Instructions to follow> Look below for the line containing "Target: linen napkin" and the line containing "Return one point per instance of the dark"; repeat exactly those two lines and all lines between them, and nothing else.

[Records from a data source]
*-*-*
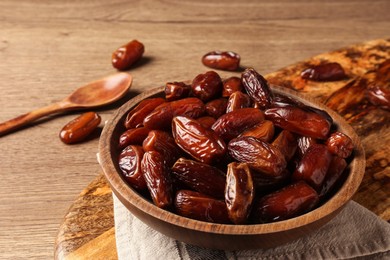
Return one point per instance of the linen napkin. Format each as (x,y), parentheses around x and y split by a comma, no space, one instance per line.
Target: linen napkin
(355,233)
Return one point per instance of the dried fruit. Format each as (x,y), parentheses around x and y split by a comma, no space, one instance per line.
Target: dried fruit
(79,128)
(239,192)
(202,144)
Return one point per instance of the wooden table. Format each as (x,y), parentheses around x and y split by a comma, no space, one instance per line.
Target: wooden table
(48,48)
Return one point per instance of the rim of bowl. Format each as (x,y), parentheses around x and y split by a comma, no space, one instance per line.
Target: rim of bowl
(124,191)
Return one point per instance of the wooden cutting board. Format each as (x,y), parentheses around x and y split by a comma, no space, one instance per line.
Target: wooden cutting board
(88,228)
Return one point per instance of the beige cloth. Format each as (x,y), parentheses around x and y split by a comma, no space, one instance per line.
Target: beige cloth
(356,233)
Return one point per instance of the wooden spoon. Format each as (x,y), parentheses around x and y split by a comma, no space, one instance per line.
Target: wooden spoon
(97,93)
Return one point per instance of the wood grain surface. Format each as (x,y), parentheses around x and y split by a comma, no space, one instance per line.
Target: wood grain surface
(48,48)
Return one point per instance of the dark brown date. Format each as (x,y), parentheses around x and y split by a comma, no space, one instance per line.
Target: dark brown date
(130,164)
(324,72)
(257,88)
(195,205)
(230,125)
(79,128)
(299,121)
(207,86)
(231,85)
(133,136)
(238,100)
(216,107)
(202,144)
(288,202)
(314,165)
(200,177)
(124,57)
(334,174)
(263,131)
(163,143)
(239,192)
(223,60)
(137,115)
(340,144)
(157,178)
(287,143)
(176,90)
(259,155)
(206,121)
(161,117)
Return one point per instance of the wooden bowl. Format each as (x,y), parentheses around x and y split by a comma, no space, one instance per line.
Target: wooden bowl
(221,236)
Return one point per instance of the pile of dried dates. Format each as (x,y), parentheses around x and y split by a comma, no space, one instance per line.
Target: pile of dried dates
(232,151)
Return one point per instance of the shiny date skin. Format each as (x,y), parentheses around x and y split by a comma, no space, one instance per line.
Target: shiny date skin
(264,131)
(257,88)
(176,90)
(313,166)
(136,116)
(299,121)
(340,144)
(230,125)
(157,178)
(202,144)
(238,100)
(133,136)
(335,172)
(195,205)
(200,177)
(288,202)
(125,56)
(163,143)
(216,107)
(239,192)
(223,60)
(79,128)
(130,164)
(231,85)
(161,117)
(260,156)
(324,72)
(207,86)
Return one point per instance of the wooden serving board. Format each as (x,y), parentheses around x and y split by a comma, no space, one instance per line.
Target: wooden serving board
(88,227)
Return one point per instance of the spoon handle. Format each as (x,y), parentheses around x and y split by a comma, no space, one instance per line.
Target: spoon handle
(22,120)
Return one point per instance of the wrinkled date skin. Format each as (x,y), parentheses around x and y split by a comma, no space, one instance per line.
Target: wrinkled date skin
(334,174)
(124,57)
(223,60)
(288,202)
(299,121)
(130,164)
(133,136)
(260,156)
(161,117)
(239,192)
(313,166)
(198,206)
(324,72)
(163,143)
(216,107)
(340,144)
(200,177)
(136,116)
(202,144)
(257,88)
(231,85)
(207,86)
(79,128)
(263,131)
(230,125)
(176,90)
(157,179)
(238,100)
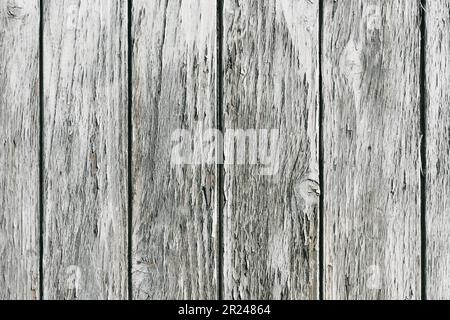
*-*-*
Written response>
Target: linen napkin
(355,233)
Return one point per instance of the dried fruit. Format each as (x,y), parentheses around x and y split by a comma, no space, one instance per line.
Target: dried fruit
(79,128)
(239,192)
(202,144)
Return one point per instance of the wooden table. Format each as (x,y), parentheses around x and y split by a comma, no space, one instance per line.
Target: wooden table
(48,48)
Return one point per instance of the rim of bowl. Format each as (x,y), parentheses around x and y split by a comma, no space, one instance per line.
Target: rim of bowl
(124,191)
Return one point per instance of the wooden cutting board. Format each as (x,y), parentheses around x and y split by a comma, no space, one instance per line.
Target: wooden cutting board
(88,228)
Return one point per instance of the beige cloth. Format each as (x,y), parentheses around x and y split by a comma, no space, one instance per line.
Target: beige cloth
(356,233)
Return one point per instance of the wooden spoon. Format each as (x,y), parentheses around x and y split by a comma, no space, one instance per line.
Target: wooden spoon
(97,93)
Return one point per instance of the wood grain surface. Format each as (x,y), parentheses around x and y split by a comma, no space, one instance per line.
Target: wood grain surface
(48,48)
Return one point per instance of the dark brown date. Format each as (x,y), parentheses around x and y split by a comma, no space, one instance per line.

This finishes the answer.